Region pointing data:

/---

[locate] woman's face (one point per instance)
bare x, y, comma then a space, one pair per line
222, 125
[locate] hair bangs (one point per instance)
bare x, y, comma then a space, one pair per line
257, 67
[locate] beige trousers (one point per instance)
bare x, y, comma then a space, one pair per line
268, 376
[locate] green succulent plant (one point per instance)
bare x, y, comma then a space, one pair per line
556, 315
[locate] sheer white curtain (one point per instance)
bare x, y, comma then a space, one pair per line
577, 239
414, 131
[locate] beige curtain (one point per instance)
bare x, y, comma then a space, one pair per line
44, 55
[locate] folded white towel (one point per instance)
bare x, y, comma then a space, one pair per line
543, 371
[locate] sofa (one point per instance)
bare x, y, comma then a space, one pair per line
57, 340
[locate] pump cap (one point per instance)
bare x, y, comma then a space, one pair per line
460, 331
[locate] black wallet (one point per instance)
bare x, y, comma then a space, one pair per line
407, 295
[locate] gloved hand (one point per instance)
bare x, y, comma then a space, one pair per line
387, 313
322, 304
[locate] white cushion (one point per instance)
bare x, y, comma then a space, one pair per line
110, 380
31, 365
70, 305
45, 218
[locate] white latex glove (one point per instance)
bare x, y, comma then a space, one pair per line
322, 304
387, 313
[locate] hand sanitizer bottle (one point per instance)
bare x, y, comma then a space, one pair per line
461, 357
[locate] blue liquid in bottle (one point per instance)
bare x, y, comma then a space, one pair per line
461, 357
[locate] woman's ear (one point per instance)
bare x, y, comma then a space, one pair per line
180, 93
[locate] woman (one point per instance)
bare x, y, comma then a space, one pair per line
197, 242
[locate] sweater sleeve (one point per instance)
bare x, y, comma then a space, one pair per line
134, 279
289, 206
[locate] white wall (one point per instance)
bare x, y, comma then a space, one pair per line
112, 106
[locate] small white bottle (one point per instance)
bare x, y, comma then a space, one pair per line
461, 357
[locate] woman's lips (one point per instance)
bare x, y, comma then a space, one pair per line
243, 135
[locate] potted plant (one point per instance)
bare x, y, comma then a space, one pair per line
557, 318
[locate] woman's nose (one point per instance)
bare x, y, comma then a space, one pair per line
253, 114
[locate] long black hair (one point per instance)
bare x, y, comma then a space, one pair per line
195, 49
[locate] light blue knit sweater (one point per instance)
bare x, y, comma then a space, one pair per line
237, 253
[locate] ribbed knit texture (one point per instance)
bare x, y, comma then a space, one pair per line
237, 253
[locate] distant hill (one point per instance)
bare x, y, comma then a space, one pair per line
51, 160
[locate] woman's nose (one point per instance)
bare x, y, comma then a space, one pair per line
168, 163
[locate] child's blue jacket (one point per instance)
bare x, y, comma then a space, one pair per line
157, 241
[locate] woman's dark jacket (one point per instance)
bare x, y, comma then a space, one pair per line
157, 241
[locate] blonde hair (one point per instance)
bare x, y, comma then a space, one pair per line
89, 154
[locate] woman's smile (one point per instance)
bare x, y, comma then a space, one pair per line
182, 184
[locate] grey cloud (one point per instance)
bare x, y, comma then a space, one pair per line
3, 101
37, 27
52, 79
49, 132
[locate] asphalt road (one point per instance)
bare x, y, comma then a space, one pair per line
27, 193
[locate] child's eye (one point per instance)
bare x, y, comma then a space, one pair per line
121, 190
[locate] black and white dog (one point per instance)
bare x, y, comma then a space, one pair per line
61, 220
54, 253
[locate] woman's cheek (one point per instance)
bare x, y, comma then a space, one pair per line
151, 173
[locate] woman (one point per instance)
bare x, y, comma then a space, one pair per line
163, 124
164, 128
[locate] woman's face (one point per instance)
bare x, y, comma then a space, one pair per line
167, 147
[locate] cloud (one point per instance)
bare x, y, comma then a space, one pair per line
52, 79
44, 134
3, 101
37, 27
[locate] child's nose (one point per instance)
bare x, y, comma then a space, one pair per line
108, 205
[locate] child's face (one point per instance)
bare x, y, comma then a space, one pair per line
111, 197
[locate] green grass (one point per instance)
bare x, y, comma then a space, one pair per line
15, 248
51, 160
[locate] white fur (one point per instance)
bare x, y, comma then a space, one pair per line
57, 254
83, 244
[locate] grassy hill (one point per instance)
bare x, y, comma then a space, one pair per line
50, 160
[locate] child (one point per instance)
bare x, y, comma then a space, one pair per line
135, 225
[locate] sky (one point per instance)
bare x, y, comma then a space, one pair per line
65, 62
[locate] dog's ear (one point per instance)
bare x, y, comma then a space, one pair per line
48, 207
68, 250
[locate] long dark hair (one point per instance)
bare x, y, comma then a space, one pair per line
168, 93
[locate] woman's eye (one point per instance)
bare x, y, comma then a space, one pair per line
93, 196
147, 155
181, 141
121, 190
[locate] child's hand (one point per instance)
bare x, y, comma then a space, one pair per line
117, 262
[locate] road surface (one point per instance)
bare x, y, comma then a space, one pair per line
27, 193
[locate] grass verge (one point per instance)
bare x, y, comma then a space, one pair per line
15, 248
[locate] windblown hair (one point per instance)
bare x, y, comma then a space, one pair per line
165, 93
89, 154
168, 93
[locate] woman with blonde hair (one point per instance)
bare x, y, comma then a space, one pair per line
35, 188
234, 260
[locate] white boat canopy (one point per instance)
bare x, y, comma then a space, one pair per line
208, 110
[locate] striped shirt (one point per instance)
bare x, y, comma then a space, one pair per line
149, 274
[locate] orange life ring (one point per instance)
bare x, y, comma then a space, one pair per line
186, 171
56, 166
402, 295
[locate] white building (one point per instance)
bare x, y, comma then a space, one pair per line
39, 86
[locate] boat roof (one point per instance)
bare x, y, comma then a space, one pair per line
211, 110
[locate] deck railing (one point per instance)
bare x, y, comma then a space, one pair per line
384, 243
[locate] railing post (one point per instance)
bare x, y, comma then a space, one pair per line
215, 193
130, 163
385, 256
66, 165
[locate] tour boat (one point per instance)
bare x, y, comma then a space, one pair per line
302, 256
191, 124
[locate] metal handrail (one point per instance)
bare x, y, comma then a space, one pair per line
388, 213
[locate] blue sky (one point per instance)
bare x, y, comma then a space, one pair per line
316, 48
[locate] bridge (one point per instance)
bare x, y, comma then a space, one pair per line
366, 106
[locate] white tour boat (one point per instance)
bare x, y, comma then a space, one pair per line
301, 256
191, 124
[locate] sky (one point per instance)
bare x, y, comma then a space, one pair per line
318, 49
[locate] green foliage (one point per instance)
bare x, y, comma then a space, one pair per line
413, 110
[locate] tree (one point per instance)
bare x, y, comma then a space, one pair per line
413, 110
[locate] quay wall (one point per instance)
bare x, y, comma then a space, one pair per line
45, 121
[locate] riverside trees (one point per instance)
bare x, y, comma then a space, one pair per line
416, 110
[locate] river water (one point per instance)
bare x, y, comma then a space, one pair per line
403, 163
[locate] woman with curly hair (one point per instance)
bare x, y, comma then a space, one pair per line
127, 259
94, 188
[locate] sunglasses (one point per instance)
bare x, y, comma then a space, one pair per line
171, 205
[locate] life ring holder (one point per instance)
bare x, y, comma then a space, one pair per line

\---

(Description of the task): Word for word, copy out all the data given above.

(Answer space):
[locate] woman's face (one point per instance)
bare x, y, comma then a space, one pair per line
222, 125
[locate] hair bangs (one point per instance)
bare x, y, comma then a space, one pair per line
257, 67
[locate] beige trousers (one point per instance)
bare x, y, comma then a space, one pair per line
268, 376
[locate] green succulent plant (one point per instance)
bare x, y, comma then a space, one pair per line
556, 315
[locate] sheer white curtain (one point per instance)
bare x, y, comma then a space, one pair per line
577, 239
414, 131
[locate] beige curtain (one point per instance)
bare x, y, comma then a space, one pair per line
44, 55
[locate] folded white towel (one point per instance)
bare x, y, comma then a space, one pair per line
543, 371
[locate] sofa (one point per instance)
bare x, y, comma then a space, one pair per line
57, 340
[locate] pump cap (one point per instance)
bare x, y, comma then a space, one pair per line
460, 331
[locate] black wallet (one point per instance)
bare x, y, comma then a space, one pair per line
407, 295
[locate] gloved hand (one point per instance)
bare x, y, comma then a space, one pair per line
387, 313
322, 304
[locate] white cushion (one point per instance)
bare x, y, comma then a space, one pair per line
110, 380
31, 365
70, 305
45, 218
[locate] white latex glove (one point per instance)
bare x, y, comma then a space, one pair per line
322, 304
387, 313
[locate] hand sanitizer bottle (one point per instance)
bare x, y, comma then a space, one pair per line
461, 357
[locate] blue liquid in bottle (one point per instance)
bare x, y, comma then a space, one pair per line
461, 357
[locate] woman's ear (one point per instance)
bare x, y, comma then a space, one pair per line
180, 93
[locate] woman (one point per instance)
bare x, y, comma then a space, one pair per line
197, 242
[locate] sweater sleeve (one point per instance)
bare x, y, comma then a space, one pair per line
134, 279
289, 206
[locate] white wall (one point per instance)
bare x, y, comma then a space, one pair per line
112, 106
[locate] small white bottle (one point per instance)
bare x, y, comma then a space, one pair per line
461, 357
[locate] woman's lips (one point per instance)
bare x, y, comma then a space, one pair per line
243, 135
[locate] potted plant (one point per instance)
bare x, y, comma then a space, one pair per line
557, 318
[locate] woman's nose (one point per instance)
bare x, y, comma then a space, one pair per line
253, 114
[locate] long black hair (one point per instance)
bare x, y, comma then a space, one pair per line
195, 49
[locate] light blue knit sweater (one point per instance)
bare x, y, comma then a space, one pair per line
237, 253
[locate] ribbed knit texture (one point per instance)
bare x, y, comma then a space, one pair per line
237, 253
[locate] distant hill (one point per instance)
bare x, y, comma then a space, one pair per line
51, 160
[locate] woman's nose (one point per instance)
bare x, y, comma then a space, one pair per line
168, 163
[locate] child's blue jacket (one point per instance)
bare x, y, comma then a space, one pair per line
157, 241
[locate] woman's dark jacket (one point per instance)
bare x, y, comma then a space, one pair per line
157, 241
[locate] blonde hair (one point per instance)
bare x, y, comma then a space, one pair per line
89, 154
[locate] woman's smile (one point per instance)
bare x, y, comma then a space, one pair per line
182, 184
[locate] grey cloud (one point per instance)
bare x, y, comma then a space, one pair per line
3, 101
37, 27
52, 79
49, 132
[locate] asphalt road (one point per instance)
bare x, y, comma then a space, one pair per line
27, 193
[locate] child's eye (one point per instance)
bare x, y, comma then a space, one pair per line
121, 190
[locate] black and white dog (one point per instance)
bare x, y, comma then a space, one pair per line
61, 220
54, 253
[locate] woman's cheek (one point per instance)
bare x, y, comma then a space, one pair per line
151, 173
[locate] woman (one point per instance)
bare x, y, comma then a space, one pair per line
163, 124
164, 128
[locate] woman's face (one point per instance)
bare x, y, comma then a space, one pair per line
167, 147
[locate] cloud (one point per instance)
bare x, y, comma then a space, one pair per line
52, 79
44, 134
3, 101
37, 27
[locate] child's nose (one point per instance)
bare x, y, comma then a space, one pair per line
108, 205
[locate] child's face (one point per instance)
bare x, y, comma then a space, one pair per line
111, 197
[locate] green grass (one point per instance)
bare x, y, comma then a space, one pair per line
15, 248
51, 160
[locate] white fur (one point per instance)
bare x, y, comma then a space, one pair per line
57, 254
83, 244
[locate] grassy hill (one point per instance)
bare x, y, comma then a space, one pair per line
50, 160
[locate] child (one point per instance)
bare x, y, comma then a space, one pair per line
135, 225
[locate] sky (one point per instance)
bare x, y, comma then a space, one pair per line
65, 62
[locate] dog's ear (one point per instance)
bare x, y, comma then a space, one pair per line
48, 207
68, 250
[locate] long dark hair (one point per instance)
bare x, y, comma then a space, one pair per line
168, 93
[locate] woman's eye (one point per instance)
bare x, y, comma then a space, one pair per line
93, 196
147, 155
181, 141
121, 190
[locate] child's hand (one point per instance)
bare x, y, comma then a space, one pair per line
117, 262
[locate] road surface (one point per instance)
bare x, y, comma then a space, one pair per line
27, 193
[locate] grass verge (one point per instance)
bare x, y, comma then a space, one pair per line
15, 248
[locate] windblown hair (one point per instance)
bare x, y, comma then a space, one pair per line
165, 93
89, 154
168, 93
[locate] woman with blonde hair (one point per instance)
bare x, y, comma then a space, one pair per line
35, 188
234, 260
[locate] white boat canopy (one point per instance)
bare x, y, comma then a space, one pair per line
208, 110
[locate] striped shirt (one point per instance)
bare x, y, comma then a space, one pair per line
149, 274
[locate] orange life ring (one point per instance)
bare x, y, comma then a space, one pair per line
186, 171
56, 166
402, 295
[locate] white building (one point per instance)
bare x, y, comma then a space, one pair per line
39, 86
[locate] boat roof (one point per instance)
bare x, y, comma then a space, one pair per line
211, 110
[locate] deck railing (one point per instance)
bare x, y, comma then a space, one pair per line
384, 243
[locate] railing post (one point per instance)
bare x, y, comma then a space, one pair per line
215, 193
130, 163
385, 256
66, 165
[locate] tour boat (one point per instance)
bare x, y, comma then a space, one pair per line
302, 256
191, 124
[locate] metal handrail (one point per instance)
bare x, y, comma then a space, one pair per line
388, 213
[locate] blue sky (one point per instance)
bare x, y, comma then a space, one pair per line
316, 48
[locate] bridge (one point per instance)
bare x, y, comma then a space, one pair per line
366, 106
[locate] white tour boat (one point per instance)
bare x, y, comma then a space, one pair per line
301, 256
191, 124
[locate] sky (one point per instance)
bare x, y, comma then a space, one pair per line
318, 49
[locate] green foliage (one point per instance)
bare x, y, comma then a space, one pair per line
413, 110
[locate] tree (one point per instance)
bare x, y, comma then a space, one pair per line
413, 110
[locate] quay wall (one point per instance)
bare x, y, comma then a space, one pair per line
45, 121
[locate] riverside trees (one point per instance)
bare x, y, comma then a space, one pair per line
416, 110
[locate] river water (one point per instance)
bare x, y, comma then a space, one pair per line
403, 163
[locate] woman with curly hair (one point per instance)
bare x, y, comma then a space, one pair per line
127, 259
94, 188
[locate] sunglasses (one point per instance)
bare x, y, comma then a space, one pair per line
171, 205
[locate] life ring holder (one point per instance)
bare x, y, comma then a space, one pair per line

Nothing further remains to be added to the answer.